** BEGIN Provided data **

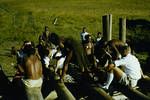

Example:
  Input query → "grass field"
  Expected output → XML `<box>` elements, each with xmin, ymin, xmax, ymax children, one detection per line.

<box><xmin>0</xmin><ymin>0</ymin><xmax>150</xmax><ymax>75</ymax></box>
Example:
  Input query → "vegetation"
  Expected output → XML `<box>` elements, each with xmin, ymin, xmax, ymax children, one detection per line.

<box><xmin>0</xmin><ymin>0</ymin><xmax>150</xmax><ymax>74</ymax></box>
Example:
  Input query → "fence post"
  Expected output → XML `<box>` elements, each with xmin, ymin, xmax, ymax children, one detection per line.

<box><xmin>102</xmin><ymin>14</ymin><xmax>112</xmax><ymax>41</ymax></box>
<box><xmin>119</xmin><ymin>18</ymin><xmax>126</xmax><ymax>42</ymax></box>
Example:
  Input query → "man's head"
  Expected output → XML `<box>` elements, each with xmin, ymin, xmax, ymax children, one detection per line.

<box><xmin>23</xmin><ymin>41</ymin><xmax>35</xmax><ymax>56</ymax></box>
<box><xmin>82</xmin><ymin>27</ymin><xmax>86</xmax><ymax>32</ymax></box>
<box><xmin>120</xmin><ymin>46</ymin><xmax>131</xmax><ymax>57</ymax></box>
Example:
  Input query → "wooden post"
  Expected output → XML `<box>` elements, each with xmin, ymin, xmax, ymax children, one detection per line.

<box><xmin>119</xmin><ymin>18</ymin><xmax>126</xmax><ymax>42</ymax></box>
<box><xmin>55</xmin><ymin>82</ymin><xmax>76</xmax><ymax>100</ymax></box>
<box><xmin>102</xmin><ymin>14</ymin><xmax>112</xmax><ymax>41</ymax></box>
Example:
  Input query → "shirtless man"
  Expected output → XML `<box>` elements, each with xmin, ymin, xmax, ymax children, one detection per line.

<box><xmin>20</xmin><ymin>42</ymin><xmax>43</xmax><ymax>100</ymax></box>
<box><xmin>83</xmin><ymin>35</ymin><xmax>97</xmax><ymax>68</ymax></box>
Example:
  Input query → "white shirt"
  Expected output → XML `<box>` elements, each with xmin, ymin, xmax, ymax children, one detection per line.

<box><xmin>81</xmin><ymin>32</ymin><xmax>89</xmax><ymax>41</ymax></box>
<box><xmin>114</xmin><ymin>54</ymin><xmax>141</xmax><ymax>79</ymax></box>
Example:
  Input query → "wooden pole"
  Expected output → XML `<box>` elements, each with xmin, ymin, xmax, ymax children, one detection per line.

<box><xmin>102</xmin><ymin>14</ymin><xmax>112</xmax><ymax>41</ymax></box>
<box><xmin>119</xmin><ymin>18</ymin><xmax>126</xmax><ymax>42</ymax></box>
<box><xmin>55</xmin><ymin>82</ymin><xmax>76</xmax><ymax>100</ymax></box>
<box><xmin>108</xmin><ymin>14</ymin><xmax>112</xmax><ymax>40</ymax></box>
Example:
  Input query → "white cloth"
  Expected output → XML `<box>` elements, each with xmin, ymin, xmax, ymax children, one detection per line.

<box><xmin>57</xmin><ymin>57</ymin><xmax>66</xmax><ymax>69</ymax></box>
<box><xmin>22</xmin><ymin>78</ymin><xmax>43</xmax><ymax>88</ymax></box>
<box><xmin>114</xmin><ymin>54</ymin><xmax>141</xmax><ymax>80</ymax></box>
<box><xmin>49</xmin><ymin>49</ymin><xmax>57</xmax><ymax>59</ymax></box>
<box><xmin>81</xmin><ymin>32</ymin><xmax>89</xmax><ymax>41</ymax></box>
<box><xmin>43</xmin><ymin>56</ymin><xmax>50</xmax><ymax>68</ymax></box>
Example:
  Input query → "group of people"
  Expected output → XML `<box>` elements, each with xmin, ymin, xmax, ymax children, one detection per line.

<box><xmin>13</xmin><ymin>26</ymin><xmax>149</xmax><ymax>100</ymax></box>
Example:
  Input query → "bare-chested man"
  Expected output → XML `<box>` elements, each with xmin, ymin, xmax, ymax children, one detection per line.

<box><xmin>17</xmin><ymin>42</ymin><xmax>43</xmax><ymax>100</ymax></box>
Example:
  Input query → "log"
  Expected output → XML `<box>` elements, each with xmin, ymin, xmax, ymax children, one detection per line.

<box><xmin>102</xmin><ymin>14</ymin><xmax>112</xmax><ymax>41</ymax></box>
<box><xmin>55</xmin><ymin>82</ymin><xmax>76</xmax><ymax>100</ymax></box>
<box><xmin>49</xmin><ymin>70</ymin><xmax>75</xmax><ymax>100</ymax></box>
<box><xmin>138</xmin><ymin>77</ymin><xmax>150</xmax><ymax>92</ymax></box>
<box><xmin>119</xmin><ymin>18</ymin><xmax>126</xmax><ymax>43</ymax></box>
<box><xmin>82</xmin><ymin>83</ymin><xmax>112</xmax><ymax>100</ymax></box>
<box><xmin>117</xmin><ymin>84</ymin><xmax>150</xmax><ymax>100</ymax></box>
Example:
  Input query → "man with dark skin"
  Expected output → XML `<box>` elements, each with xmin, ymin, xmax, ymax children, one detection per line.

<box><xmin>17</xmin><ymin>42</ymin><xmax>43</xmax><ymax>100</ymax></box>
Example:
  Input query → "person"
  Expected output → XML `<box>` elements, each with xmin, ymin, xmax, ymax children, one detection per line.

<box><xmin>50</xmin><ymin>33</ymin><xmax>87</xmax><ymax>81</ymax></box>
<box><xmin>16</xmin><ymin>41</ymin><xmax>44</xmax><ymax>100</ymax></box>
<box><xmin>96</xmin><ymin>32</ymin><xmax>102</xmax><ymax>43</ymax></box>
<box><xmin>83</xmin><ymin>35</ymin><xmax>97</xmax><ymax>69</ymax></box>
<box><xmin>103</xmin><ymin>46</ymin><xmax>143</xmax><ymax>87</ymax></box>
<box><xmin>80</xmin><ymin>27</ymin><xmax>89</xmax><ymax>44</ymax></box>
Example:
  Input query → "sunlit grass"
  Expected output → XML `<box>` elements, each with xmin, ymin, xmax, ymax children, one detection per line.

<box><xmin>0</xmin><ymin>0</ymin><xmax>150</xmax><ymax>74</ymax></box>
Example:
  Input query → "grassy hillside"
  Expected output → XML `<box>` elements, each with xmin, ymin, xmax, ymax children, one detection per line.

<box><xmin>0</xmin><ymin>0</ymin><xmax>150</xmax><ymax>75</ymax></box>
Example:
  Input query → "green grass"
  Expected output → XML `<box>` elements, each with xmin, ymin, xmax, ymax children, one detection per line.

<box><xmin>0</xmin><ymin>0</ymin><xmax>150</xmax><ymax>75</ymax></box>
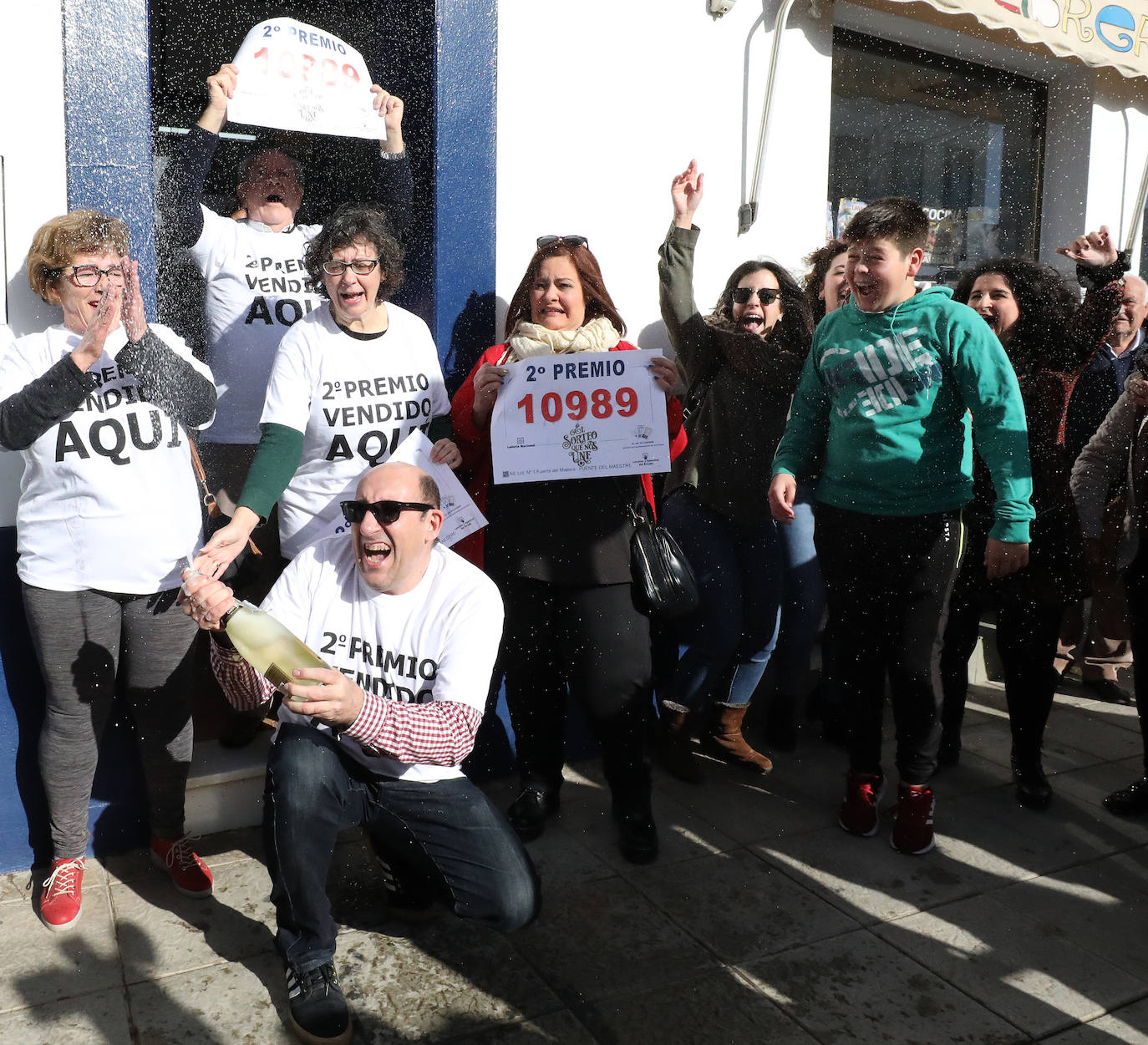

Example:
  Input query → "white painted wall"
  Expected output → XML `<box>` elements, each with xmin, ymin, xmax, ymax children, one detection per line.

<box><xmin>0</xmin><ymin>3</ymin><xmax>68</xmax><ymax>526</ymax></box>
<box><xmin>496</xmin><ymin>0</ymin><xmax>832</xmax><ymax>348</ymax></box>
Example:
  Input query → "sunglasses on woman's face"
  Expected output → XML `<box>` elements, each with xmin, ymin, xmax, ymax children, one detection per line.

<box><xmin>535</xmin><ymin>236</ymin><xmax>590</xmax><ymax>251</ymax></box>
<box><xmin>338</xmin><ymin>500</ymin><xmax>434</xmax><ymax>526</ymax></box>
<box><xmin>734</xmin><ymin>287</ymin><xmax>782</xmax><ymax>306</ymax></box>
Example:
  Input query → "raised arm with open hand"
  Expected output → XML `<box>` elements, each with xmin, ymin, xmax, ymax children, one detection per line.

<box><xmin>669</xmin><ymin>160</ymin><xmax>706</xmax><ymax>229</ymax></box>
<box><xmin>1056</xmin><ymin>225</ymin><xmax>1118</xmax><ymax>269</ymax></box>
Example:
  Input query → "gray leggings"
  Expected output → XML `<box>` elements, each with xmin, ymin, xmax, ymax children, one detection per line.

<box><xmin>22</xmin><ymin>585</ymin><xmax>196</xmax><ymax>859</ymax></box>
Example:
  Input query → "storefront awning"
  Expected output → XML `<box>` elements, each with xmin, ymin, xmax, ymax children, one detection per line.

<box><xmin>886</xmin><ymin>0</ymin><xmax>1148</xmax><ymax>77</ymax></box>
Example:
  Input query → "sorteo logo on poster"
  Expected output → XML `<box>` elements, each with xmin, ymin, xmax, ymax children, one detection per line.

<box><xmin>227</xmin><ymin>18</ymin><xmax>381</xmax><ymax>141</ymax></box>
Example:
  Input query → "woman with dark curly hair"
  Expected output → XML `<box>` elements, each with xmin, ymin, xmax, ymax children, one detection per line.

<box><xmin>938</xmin><ymin>238</ymin><xmax>1110</xmax><ymax>809</ymax></box>
<box><xmin>658</xmin><ymin>160</ymin><xmax>820</xmax><ymax>782</ymax></box>
<box><xmin>805</xmin><ymin>240</ymin><xmax>850</xmax><ymax>325</ymax></box>
<box><xmin>196</xmin><ymin>203</ymin><xmax>461</xmax><ymax>576</ymax></box>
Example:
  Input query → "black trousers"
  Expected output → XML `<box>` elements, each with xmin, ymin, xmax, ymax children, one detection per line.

<box><xmin>940</xmin><ymin>531</ymin><xmax>1064</xmax><ymax>763</ymax></box>
<box><xmin>498</xmin><ymin>577</ymin><xmax>653</xmax><ymax>800</ymax></box>
<box><xmin>814</xmin><ymin>505</ymin><xmax>963</xmax><ymax>784</ymax></box>
<box><xmin>1124</xmin><ymin>550</ymin><xmax>1148</xmax><ymax>775</ymax></box>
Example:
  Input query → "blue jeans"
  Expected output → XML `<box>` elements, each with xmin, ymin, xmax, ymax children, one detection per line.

<box><xmin>774</xmin><ymin>482</ymin><xmax>825</xmax><ymax>697</ymax></box>
<box><xmin>661</xmin><ymin>490</ymin><xmax>782</xmax><ymax>711</ymax></box>
<box><xmin>263</xmin><ymin>723</ymin><xmax>540</xmax><ymax>972</ymax></box>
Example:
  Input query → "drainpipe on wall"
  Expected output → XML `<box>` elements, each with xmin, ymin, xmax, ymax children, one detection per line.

<box><xmin>737</xmin><ymin>0</ymin><xmax>795</xmax><ymax>236</ymax></box>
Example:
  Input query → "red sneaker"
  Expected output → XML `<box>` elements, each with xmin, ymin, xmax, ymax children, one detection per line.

<box><xmin>837</xmin><ymin>769</ymin><xmax>885</xmax><ymax>839</ymax></box>
<box><xmin>40</xmin><ymin>857</ymin><xmax>84</xmax><ymax>932</ymax></box>
<box><xmin>151</xmin><ymin>834</ymin><xmax>215</xmax><ymax>895</ymax></box>
<box><xmin>888</xmin><ymin>784</ymin><xmax>936</xmax><ymax>857</ymax></box>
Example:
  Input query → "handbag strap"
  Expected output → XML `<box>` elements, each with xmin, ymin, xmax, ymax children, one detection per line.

<box><xmin>187</xmin><ymin>434</ymin><xmax>216</xmax><ymax>512</ymax></box>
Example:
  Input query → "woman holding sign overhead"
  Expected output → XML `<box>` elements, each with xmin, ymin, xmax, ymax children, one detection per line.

<box><xmin>451</xmin><ymin>236</ymin><xmax>679</xmax><ymax>862</ymax></box>
<box><xmin>0</xmin><ymin>211</ymin><xmax>216</xmax><ymax>931</ymax></box>
<box><xmin>196</xmin><ymin>203</ymin><xmax>461</xmax><ymax>576</ymax></box>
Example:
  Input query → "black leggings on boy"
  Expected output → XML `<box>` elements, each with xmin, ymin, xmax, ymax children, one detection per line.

<box><xmin>814</xmin><ymin>505</ymin><xmax>963</xmax><ymax>784</ymax></box>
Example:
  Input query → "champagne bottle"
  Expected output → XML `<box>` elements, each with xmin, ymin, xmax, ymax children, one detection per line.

<box><xmin>219</xmin><ymin>601</ymin><xmax>331</xmax><ymax>699</ymax></box>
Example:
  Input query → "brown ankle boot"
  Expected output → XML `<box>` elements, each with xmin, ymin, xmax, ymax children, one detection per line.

<box><xmin>658</xmin><ymin>701</ymin><xmax>703</xmax><ymax>784</ymax></box>
<box><xmin>709</xmin><ymin>703</ymin><xmax>774</xmax><ymax>773</ymax></box>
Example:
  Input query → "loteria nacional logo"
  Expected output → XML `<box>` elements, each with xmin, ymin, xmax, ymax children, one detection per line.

<box><xmin>562</xmin><ymin>423</ymin><xmax>598</xmax><ymax>469</ymax></box>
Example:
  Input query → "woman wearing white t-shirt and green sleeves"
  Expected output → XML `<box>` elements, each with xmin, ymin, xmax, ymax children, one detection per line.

<box><xmin>196</xmin><ymin>205</ymin><xmax>461</xmax><ymax>576</ymax></box>
<box><xmin>0</xmin><ymin>211</ymin><xmax>216</xmax><ymax>931</ymax></box>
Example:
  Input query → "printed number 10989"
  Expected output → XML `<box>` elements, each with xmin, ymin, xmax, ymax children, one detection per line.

<box><xmin>251</xmin><ymin>47</ymin><xmax>359</xmax><ymax>87</ymax></box>
<box><xmin>518</xmin><ymin>388</ymin><xmax>638</xmax><ymax>425</ymax></box>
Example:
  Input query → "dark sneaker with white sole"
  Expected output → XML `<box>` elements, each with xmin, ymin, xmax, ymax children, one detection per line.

<box><xmin>287</xmin><ymin>961</ymin><xmax>351</xmax><ymax>1045</ymax></box>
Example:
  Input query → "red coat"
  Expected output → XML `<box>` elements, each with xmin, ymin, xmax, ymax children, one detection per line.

<box><xmin>450</xmin><ymin>341</ymin><xmax>685</xmax><ymax>566</ymax></box>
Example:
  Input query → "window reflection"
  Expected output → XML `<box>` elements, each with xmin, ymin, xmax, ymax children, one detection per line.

<box><xmin>826</xmin><ymin>30</ymin><xmax>1046</xmax><ymax>278</ymax></box>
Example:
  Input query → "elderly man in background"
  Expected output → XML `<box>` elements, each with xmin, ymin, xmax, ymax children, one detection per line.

<box><xmin>1055</xmin><ymin>253</ymin><xmax>1148</xmax><ymax>704</ymax></box>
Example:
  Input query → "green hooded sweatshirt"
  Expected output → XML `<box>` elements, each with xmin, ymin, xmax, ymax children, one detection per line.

<box><xmin>774</xmin><ymin>287</ymin><xmax>1034</xmax><ymax>542</ymax></box>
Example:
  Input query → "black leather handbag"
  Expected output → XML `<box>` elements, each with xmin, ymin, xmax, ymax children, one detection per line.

<box><xmin>630</xmin><ymin>505</ymin><xmax>698</xmax><ymax>618</ymax></box>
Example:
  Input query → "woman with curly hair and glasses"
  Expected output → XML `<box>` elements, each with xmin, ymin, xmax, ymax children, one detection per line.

<box><xmin>452</xmin><ymin>236</ymin><xmax>681</xmax><ymax>864</ymax></box>
<box><xmin>658</xmin><ymin>160</ymin><xmax>820</xmax><ymax>782</ymax></box>
<box><xmin>196</xmin><ymin>203</ymin><xmax>461</xmax><ymax>576</ymax></box>
<box><xmin>0</xmin><ymin>211</ymin><xmax>216</xmax><ymax>931</ymax></box>
<box><xmin>938</xmin><ymin>233</ymin><xmax>1121</xmax><ymax>809</ymax></box>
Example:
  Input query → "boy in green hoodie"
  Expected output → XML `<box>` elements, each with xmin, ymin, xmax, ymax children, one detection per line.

<box><xmin>770</xmin><ymin>196</ymin><xmax>1034</xmax><ymax>853</ymax></box>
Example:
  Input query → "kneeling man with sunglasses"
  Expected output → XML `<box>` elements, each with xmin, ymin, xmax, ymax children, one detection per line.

<box><xmin>185</xmin><ymin>464</ymin><xmax>538</xmax><ymax>1042</ymax></box>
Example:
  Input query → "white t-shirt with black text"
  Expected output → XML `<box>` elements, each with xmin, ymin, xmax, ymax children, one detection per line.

<box><xmin>260</xmin><ymin>302</ymin><xmax>450</xmax><ymax>558</ymax></box>
<box><xmin>190</xmin><ymin>206</ymin><xmax>325</xmax><ymax>444</ymax></box>
<box><xmin>268</xmin><ymin>534</ymin><xmax>503</xmax><ymax>784</ymax></box>
<box><xmin>0</xmin><ymin>324</ymin><xmax>211</xmax><ymax>595</ymax></box>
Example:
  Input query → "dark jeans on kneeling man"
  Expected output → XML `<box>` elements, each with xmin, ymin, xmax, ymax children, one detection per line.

<box><xmin>263</xmin><ymin>723</ymin><xmax>540</xmax><ymax>972</ymax></box>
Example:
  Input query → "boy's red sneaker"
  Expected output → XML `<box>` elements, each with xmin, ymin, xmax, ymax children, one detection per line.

<box><xmin>888</xmin><ymin>784</ymin><xmax>936</xmax><ymax>857</ymax></box>
<box><xmin>837</xmin><ymin>769</ymin><xmax>885</xmax><ymax>839</ymax></box>
<box><xmin>40</xmin><ymin>857</ymin><xmax>84</xmax><ymax>932</ymax></box>
<box><xmin>151</xmin><ymin>834</ymin><xmax>215</xmax><ymax>895</ymax></box>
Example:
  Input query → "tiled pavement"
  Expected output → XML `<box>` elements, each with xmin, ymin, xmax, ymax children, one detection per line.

<box><xmin>0</xmin><ymin>686</ymin><xmax>1148</xmax><ymax>1045</ymax></box>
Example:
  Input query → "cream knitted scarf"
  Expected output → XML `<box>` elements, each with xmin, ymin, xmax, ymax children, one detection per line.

<box><xmin>506</xmin><ymin>316</ymin><xmax>622</xmax><ymax>363</ymax></box>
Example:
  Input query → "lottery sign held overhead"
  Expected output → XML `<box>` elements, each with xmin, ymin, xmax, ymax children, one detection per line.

<box><xmin>227</xmin><ymin>18</ymin><xmax>386</xmax><ymax>140</ymax></box>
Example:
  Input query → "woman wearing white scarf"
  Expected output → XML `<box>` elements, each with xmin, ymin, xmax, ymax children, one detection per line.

<box><xmin>451</xmin><ymin>236</ymin><xmax>679</xmax><ymax>862</ymax></box>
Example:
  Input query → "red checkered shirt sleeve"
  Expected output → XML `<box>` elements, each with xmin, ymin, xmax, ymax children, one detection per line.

<box><xmin>344</xmin><ymin>693</ymin><xmax>482</xmax><ymax>766</ymax></box>
<box><xmin>211</xmin><ymin>638</ymin><xmax>276</xmax><ymax>711</ymax></box>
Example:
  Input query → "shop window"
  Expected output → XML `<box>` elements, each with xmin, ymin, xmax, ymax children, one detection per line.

<box><xmin>826</xmin><ymin>30</ymin><xmax>1046</xmax><ymax>280</ymax></box>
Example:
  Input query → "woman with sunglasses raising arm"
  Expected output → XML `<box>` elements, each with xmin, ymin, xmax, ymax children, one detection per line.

<box><xmin>658</xmin><ymin>160</ymin><xmax>816</xmax><ymax>784</ymax></box>
<box><xmin>196</xmin><ymin>203</ymin><xmax>461</xmax><ymax>586</ymax></box>
<box><xmin>451</xmin><ymin>236</ymin><xmax>681</xmax><ymax>862</ymax></box>
<box><xmin>0</xmin><ymin>211</ymin><xmax>216</xmax><ymax>932</ymax></box>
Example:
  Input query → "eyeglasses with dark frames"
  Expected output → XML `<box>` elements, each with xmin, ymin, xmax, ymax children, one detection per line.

<box><xmin>734</xmin><ymin>287</ymin><xmax>782</xmax><ymax>306</ymax></box>
<box><xmin>338</xmin><ymin>500</ymin><xmax>434</xmax><ymax>526</ymax></box>
<box><xmin>323</xmin><ymin>257</ymin><xmax>378</xmax><ymax>276</ymax></box>
<box><xmin>52</xmin><ymin>266</ymin><xmax>124</xmax><ymax>287</ymax></box>
<box><xmin>534</xmin><ymin>236</ymin><xmax>590</xmax><ymax>251</ymax></box>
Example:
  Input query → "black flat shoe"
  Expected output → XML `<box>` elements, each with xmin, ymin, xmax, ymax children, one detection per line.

<box><xmin>614</xmin><ymin>805</ymin><xmax>658</xmax><ymax>864</ymax></box>
<box><xmin>1013</xmin><ymin>763</ymin><xmax>1053</xmax><ymax>811</ymax></box>
<box><xmin>506</xmin><ymin>787</ymin><xmax>558</xmax><ymax>842</ymax></box>
<box><xmin>1084</xmin><ymin>678</ymin><xmax>1135</xmax><ymax>706</ymax></box>
<box><xmin>1105</xmin><ymin>776</ymin><xmax>1148</xmax><ymax>816</ymax></box>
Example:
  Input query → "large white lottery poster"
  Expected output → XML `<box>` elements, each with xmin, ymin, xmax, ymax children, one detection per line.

<box><xmin>227</xmin><ymin>18</ymin><xmax>387</xmax><ymax>140</ymax></box>
<box><xmin>490</xmin><ymin>350</ymin><xmax>669</xmax><ymax>484</ymax></box>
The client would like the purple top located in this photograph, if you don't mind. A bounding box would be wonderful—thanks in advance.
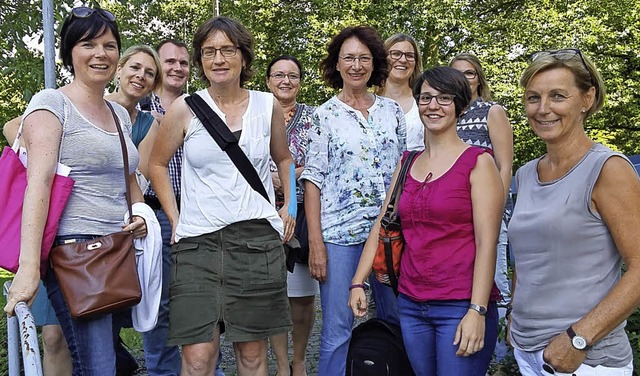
[398,146,499,302]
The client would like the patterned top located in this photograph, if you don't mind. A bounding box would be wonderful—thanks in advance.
[457,97,513,220]
[270,103,316,207]
[140,93,182,198]
[300,96,407,245]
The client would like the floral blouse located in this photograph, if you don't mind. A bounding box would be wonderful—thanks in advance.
[300,96,406,245]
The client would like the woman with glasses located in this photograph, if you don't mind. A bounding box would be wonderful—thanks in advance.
[267,55,319,376]
[449,53,513,362]
[300,26,406,375]
[349,67,503,376]
[509,49,640,376]
[149,17,295,376]
[5,7,146,375]
[377,33,424,150]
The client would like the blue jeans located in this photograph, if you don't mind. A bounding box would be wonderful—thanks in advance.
[142,210,224,376]
[398,294,498,376]
[43,236,116,376]
[142,210,182,376]
[318,243,395,376]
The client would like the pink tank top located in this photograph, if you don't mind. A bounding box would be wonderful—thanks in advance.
[398,146,499,302]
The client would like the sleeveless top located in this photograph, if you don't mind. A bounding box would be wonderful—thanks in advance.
[398,146,499,302]
[176,89,284,241]
[509,144,632,367]
[131,111,155,147]
[404,101,424,150]
[23,89,139,236]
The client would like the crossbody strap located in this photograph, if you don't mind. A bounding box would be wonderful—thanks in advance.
[185,94,271,202]
[105,100,133,222]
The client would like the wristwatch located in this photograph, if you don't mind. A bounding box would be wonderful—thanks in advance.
[469,303,487,316]
[567,326,591,351]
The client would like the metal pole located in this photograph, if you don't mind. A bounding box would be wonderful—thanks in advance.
[42,0,56,89]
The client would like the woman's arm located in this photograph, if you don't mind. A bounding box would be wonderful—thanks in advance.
[349,156,402,317]
[454,154,504,356]
[487,105,513,201]
[138,120,159,179]
[4,110,62,315]
[544,157,640,372]
[149,96,193,244]
[270,100,296,241]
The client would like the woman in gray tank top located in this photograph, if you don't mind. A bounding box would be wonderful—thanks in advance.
[509,49,640,376]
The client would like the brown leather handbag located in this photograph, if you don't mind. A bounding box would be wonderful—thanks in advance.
[49,102,142,319]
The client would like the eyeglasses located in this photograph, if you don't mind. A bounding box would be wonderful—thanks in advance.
[388,50,416,61]
[269,72,300,81]
[71,7,116,22]
[531,48,593,83]
[462,69,478,80]
[415,93,456,106]
[340,55,373,65]
[200,46,238,60]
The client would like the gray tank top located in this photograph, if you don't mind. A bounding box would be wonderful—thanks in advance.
[24,89,139,235]
[509,144,632,367]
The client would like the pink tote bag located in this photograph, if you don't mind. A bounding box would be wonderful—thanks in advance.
[0,113,74,275]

** END Provided data **

** Exercise instructions **
Starting at the line containing "The client would like the woman's" and ending at the line containing "[49,102,142,319]", rewrite those lines with "client" changed to "customer" and everything else left as is.

** The output **
The customer would like the woman's arm located in this photograph, if you don't mind. A bounding box would be wonderful—thanks in advance.
[349,156,402,317]
[454,154,504,356]
[487,105,513,201]
[138,120,159,179]
[4,110,62,315]
[544,157,640,372]
[149,96,193,244]
[270,100,296,241]
The customer would like the woman in gray tank top located in this photograph, if you don't mind. A bounding box would be wonderful—thanks in advance.
[509,49,640,376]
The customer would like the brown leather handbag located in this photograph, if you don't mind. A bounding box would be wonderful—thanks in advance.
[49,102,142,319]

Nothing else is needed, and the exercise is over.